• What is expected
Starting at the line with "Each instance of the wood" and going up to and including the line with "[(285, 183)]", put those lines from the items below into a Markdown table. Use the columns Row and Item line, give each line its own row, and leave out blank lines.

● ● ● ●

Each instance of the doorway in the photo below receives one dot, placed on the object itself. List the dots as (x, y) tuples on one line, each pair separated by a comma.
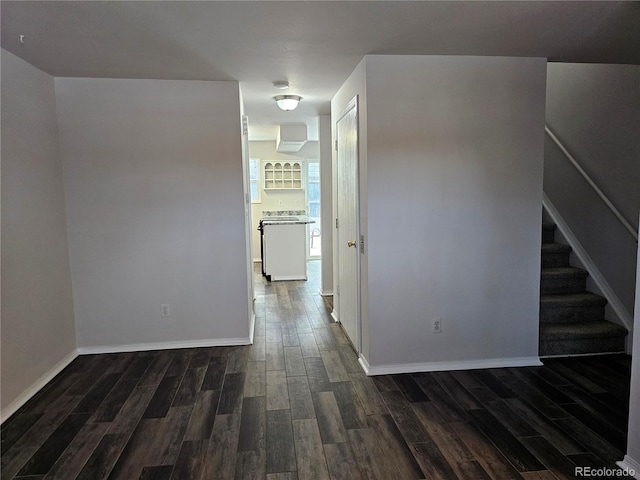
[(314, 230), (349, 247)]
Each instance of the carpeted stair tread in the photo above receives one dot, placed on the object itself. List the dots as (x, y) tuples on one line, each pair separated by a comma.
[(572, 320), (555, 272), (582, 299), (581, 330), (555, 248)]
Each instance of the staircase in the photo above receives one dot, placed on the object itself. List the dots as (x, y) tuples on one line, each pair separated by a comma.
[(571, 319)]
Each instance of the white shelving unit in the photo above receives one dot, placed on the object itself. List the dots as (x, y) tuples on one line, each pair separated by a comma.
[(282, 175)]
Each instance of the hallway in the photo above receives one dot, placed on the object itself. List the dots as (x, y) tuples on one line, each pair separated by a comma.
[(296, 405)]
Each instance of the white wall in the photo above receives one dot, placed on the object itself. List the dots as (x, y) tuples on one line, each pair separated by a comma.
[(38, 332), (632, 458), (326, 188), (453, 171), (593, 109), (153, 172)]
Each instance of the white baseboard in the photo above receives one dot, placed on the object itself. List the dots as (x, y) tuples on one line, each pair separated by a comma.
[(144, 347), (25, 396), (629, 464), (624, 317), (447, 366)]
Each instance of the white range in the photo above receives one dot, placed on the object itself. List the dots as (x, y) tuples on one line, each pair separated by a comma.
[(284, 250)]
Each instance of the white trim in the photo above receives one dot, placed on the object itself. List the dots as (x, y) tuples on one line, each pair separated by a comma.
[(592, 184), (25, 396), (629, 463), (252, 326), (143, 347), (448, 366), (594, 273), (280, 278)]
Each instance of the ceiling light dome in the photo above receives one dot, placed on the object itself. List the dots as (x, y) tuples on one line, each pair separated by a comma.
[(287, 102)]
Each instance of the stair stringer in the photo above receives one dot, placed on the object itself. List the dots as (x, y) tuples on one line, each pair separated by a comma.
[(615, 311)]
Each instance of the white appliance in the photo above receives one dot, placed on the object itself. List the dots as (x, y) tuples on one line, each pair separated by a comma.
[(284, 252)]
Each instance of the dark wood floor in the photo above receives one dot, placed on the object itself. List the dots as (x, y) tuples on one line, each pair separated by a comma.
[(296, 405)]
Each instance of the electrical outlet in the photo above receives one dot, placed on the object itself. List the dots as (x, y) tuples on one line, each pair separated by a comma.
[(436, 325)]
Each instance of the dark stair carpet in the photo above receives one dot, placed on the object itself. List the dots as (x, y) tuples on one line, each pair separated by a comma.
[(571, 318)]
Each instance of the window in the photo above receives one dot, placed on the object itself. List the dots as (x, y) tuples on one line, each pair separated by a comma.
[(254, 179)]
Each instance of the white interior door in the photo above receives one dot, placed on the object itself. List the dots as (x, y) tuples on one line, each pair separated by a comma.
[(347, 208)]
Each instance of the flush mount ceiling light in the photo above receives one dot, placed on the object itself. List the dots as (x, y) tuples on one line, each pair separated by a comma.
[(287, 102)]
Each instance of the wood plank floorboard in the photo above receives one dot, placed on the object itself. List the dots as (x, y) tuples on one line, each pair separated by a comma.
[(297, 406)]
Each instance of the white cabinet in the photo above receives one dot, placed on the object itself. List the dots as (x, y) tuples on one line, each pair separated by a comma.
[(282, 175)]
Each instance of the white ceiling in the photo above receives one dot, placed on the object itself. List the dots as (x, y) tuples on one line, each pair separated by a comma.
[(313, 44)]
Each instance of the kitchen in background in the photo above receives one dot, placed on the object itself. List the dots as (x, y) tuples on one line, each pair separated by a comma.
[(285, 183)]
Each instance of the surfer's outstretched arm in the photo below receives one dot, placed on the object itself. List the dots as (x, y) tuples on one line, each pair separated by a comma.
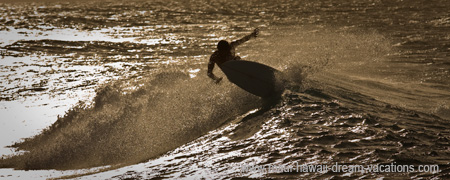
[(254, 34)]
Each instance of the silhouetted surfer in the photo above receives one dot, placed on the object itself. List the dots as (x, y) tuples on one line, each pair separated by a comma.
[(226, 52)]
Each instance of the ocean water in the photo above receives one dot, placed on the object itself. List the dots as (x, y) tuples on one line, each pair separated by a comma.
[(118, 89)]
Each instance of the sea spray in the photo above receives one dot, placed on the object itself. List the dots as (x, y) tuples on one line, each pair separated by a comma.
[(169, 110)]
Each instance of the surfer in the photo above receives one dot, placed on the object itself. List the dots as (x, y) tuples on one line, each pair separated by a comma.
[(226, 52)]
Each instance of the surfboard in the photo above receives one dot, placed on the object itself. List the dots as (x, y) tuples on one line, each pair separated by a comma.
[(255, 78)]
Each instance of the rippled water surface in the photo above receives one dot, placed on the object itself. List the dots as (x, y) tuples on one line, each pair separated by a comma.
[(122, 86)]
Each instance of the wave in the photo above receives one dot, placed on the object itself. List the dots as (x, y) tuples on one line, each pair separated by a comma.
[(169, 109)]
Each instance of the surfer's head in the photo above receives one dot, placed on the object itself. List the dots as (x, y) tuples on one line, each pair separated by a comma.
[(223, 45)]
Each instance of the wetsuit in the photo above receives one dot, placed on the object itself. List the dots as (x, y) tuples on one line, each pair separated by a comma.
[(219, 57)]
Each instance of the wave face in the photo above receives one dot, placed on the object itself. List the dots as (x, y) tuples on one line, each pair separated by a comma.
[(365, 83)]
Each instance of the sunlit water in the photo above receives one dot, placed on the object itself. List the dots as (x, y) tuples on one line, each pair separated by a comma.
[(368, 84)]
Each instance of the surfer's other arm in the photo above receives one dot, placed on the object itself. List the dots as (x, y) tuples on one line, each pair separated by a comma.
[(254, 34), (210, 74)]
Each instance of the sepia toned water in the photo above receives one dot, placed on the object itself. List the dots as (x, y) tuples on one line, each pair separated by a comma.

● ● ● ●

• Solution
| Row | Item line |
|---|---|
| 1 | Each instance of the wood plank floorboard in the photo above receives one dot, placed on the object itself. List the dots as (x, y) tuples on one line, each pair separated by a comma. |
| 2 | [(297, 406)] |
| 3 | Each instance of the white cabinet in the photo above receives one dot, placed on the object itself. List the dots as (x, y) tuples on one line, each pair separated by a comma. |
| 4 | [(282, 175)] |
| 5 | Each instance of the white ceiling in the photo above receives one dot, placed on the object itself. List the dots as (x, y) tuples on one line, each pair separated by a comma. |
| 6 | [(313, 44)] |
| 7 | Each instance of the kitchen in background in the photo above receives one dot, placed on the object itself. List the dots as (x, y) tuples on one line, each pair separated by a comma. |
| 8 | [(285, 183)] |